• _Seitenauszug_:
Das erste, was auffällt, wenn man die Disk in seine Konsole schiebt, ist, dass weder ein Day One-Patch, noch erwähnenswerte Installationszeiten auf den Neukäufer warten. Es ist schade, dass man diesen Umstand heutzutage explizit erwähnen muss, aber trotzdem sollte man ihn keineswegs unterschlagen. Es kommt nicht oft vor, dass man ein solches Spiel findet, welches noch dazu komplett ohne Bugs und Glitches daherkommt – Lob also schon mal dafür, Sony Japan Studio.
 

Bigger and better?

Gleich im Opening des Spiels wird deutlich, dass man mit Gravity Rush 2 eine deutlich pompösere Inszenierung der Story anstrebt, als im Vorgänger. Im zweiten Teil der Reihe stößt man deutlich häufiger auf aufwendig animierte Cutscenes, die der Dynamik der Story merklich guttun. Umso bedauerlicher ist es, dass man auch auf der PS4 einen großen Teil der Hauptstory, sowie die Dialoge sämtlicher Sidequests, durch die aus dem Vita-Erstling bekannten Comic-Segmente und Textboxen vermittelt. Besonders spürbar wird der Kontrast in der Dynamik, wenn eine actiongeladene Cutscene von einem Moment auf den anderen von Comic-Panels und Sprechblasen unterbrochen wird. Während dieses Format auf einem Handheld noch akzeptabel war, wirkt es in einem Spiel dieses Kalibers auf einer Heimkonsole im Jahr 2016 schlichtweg deplatziert - auch wenn die Zeichnungen in den Comic-Passagen nach wie vor sehr schön anzusehen sind. Auch auf eine volle Sprachausgabe hat man in Gravity Rush 2 verzichtet. Wie schon im ersten Teil sprechen sämtliche Charaktere in einer Fantasie-Sprache, welche sich stark der japanischen Phonologie bedient. Das Problem hierbei ist allerdings nicht, dass die Charaktere eine Fantasie-Sprache sprechen, sondern viel mehr der Umstand, dass sie dies nur in (großzügig geschätzt) 20% aller Fälle tun, in denen Sprache vorkommt. Die meiste Zeit bleibt es bei Wortfetzen und Lauten, wie man sie aus den Zelda-Spielen kennt und noch häufiger laufen beim Spielen einfach nur Untertitel am unteren Bildschirmrand mit, welche in keiner Weise vertont sind. Dieses Fehlen der Sprachausgabe beißt sich mit dem ansonsten sehr modernen und hochwertigen Gefühl, welches das Spiel vermittelt. Das Spiel hätte von einer echten Sprachausgabe definitiv profitiert und es ist fragwürdig, wieso man auf eine Vollvertonung verzichtet hat, wenn man sich doch eh schon für eine Fantasie-Sprache entschieden hat (immerhin werden diese ja häufig benutzt, um Spiele für geringeres Geld weltweit vollvertonen zu können).

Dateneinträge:
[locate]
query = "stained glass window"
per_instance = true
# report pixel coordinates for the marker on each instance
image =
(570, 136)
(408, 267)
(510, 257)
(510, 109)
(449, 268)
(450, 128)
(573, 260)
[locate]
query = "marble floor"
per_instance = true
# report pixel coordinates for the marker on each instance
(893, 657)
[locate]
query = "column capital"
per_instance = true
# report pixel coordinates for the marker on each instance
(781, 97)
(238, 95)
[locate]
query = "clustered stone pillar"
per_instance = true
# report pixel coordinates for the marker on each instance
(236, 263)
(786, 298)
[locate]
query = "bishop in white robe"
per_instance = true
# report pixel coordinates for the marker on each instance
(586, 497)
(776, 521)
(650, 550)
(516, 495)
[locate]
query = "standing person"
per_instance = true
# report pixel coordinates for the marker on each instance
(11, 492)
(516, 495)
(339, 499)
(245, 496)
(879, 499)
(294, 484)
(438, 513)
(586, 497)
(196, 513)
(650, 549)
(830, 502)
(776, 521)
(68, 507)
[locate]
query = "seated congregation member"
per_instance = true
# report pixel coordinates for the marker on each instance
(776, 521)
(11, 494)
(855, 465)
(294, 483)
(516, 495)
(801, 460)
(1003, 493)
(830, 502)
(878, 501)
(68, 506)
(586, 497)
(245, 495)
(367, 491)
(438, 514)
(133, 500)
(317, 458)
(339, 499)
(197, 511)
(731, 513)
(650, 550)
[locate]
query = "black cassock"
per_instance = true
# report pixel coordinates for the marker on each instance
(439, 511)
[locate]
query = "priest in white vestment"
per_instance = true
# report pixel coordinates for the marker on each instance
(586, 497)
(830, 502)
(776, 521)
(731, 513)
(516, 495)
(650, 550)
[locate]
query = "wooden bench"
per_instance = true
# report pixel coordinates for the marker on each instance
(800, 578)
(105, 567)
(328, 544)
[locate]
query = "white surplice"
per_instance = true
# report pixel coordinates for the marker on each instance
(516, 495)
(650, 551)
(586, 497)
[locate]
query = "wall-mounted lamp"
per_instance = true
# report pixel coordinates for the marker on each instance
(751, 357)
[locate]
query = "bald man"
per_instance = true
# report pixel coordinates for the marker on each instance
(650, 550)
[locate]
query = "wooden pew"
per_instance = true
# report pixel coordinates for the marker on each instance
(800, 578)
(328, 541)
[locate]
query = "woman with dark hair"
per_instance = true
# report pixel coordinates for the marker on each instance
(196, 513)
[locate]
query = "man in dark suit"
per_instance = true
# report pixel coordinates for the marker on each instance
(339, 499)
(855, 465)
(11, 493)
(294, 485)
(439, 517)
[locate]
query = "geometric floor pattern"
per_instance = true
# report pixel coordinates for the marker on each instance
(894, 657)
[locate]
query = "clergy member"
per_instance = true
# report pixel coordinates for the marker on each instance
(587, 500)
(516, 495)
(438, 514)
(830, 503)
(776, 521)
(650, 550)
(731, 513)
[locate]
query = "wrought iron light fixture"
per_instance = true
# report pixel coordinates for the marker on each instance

• _Aufgaben_:
- 1) Suche aus der Auflistung jede Zeile heraus, in der das Wort „floor“ vorkommt.
- 2) Schreibe auf, wie der Text über Gravity Rush 2 nach seinem letzten Satz weitergehen könnte.

• _Ergebnisse je Aufgabe_:
- 1)
query = "marble floor"
query = "geometric floor pattern"

- 2)
Der Plot selbst ist in Ordnung, wenn auch nichts Besonderes für alle, die sich bereits mit japanischen Videospielen auskennen. Man stößt hier auf viele Storytelling- und Charakter-Muster, die immer wieder, besonders in Geschichten mit Anime-Einschlag, auftauchen. Die Charaktere sind größtenteils eindimensional, auch wenn versucht wird, vereinzelte Figuren durch Sidequests weiter auszuarbeiten. Der mit Abstand am besten geschriebene Charakter ist die sympathische Protagonistin Kat. Wie schon im Erstling reißt sie den Spieler durch ihre neugierige Naivität mit und motiviert ihn dazu, die Geheimnisse der magischen Spielwelt zu entdecken. Trotz ihrer kindhaften Natur wird sie dabei nie albern oder nervig.
Auf der anderen Seite behandelt das Spiel einige ernste Themen wie Armut oder staatliche Unterdrückung. Diese beiden Themen ziehen sich wie ein roter Faden durch die gesamte Spielwelt, aber trotzdem wird deren Potenzial nie vollständig ausgeschöpft.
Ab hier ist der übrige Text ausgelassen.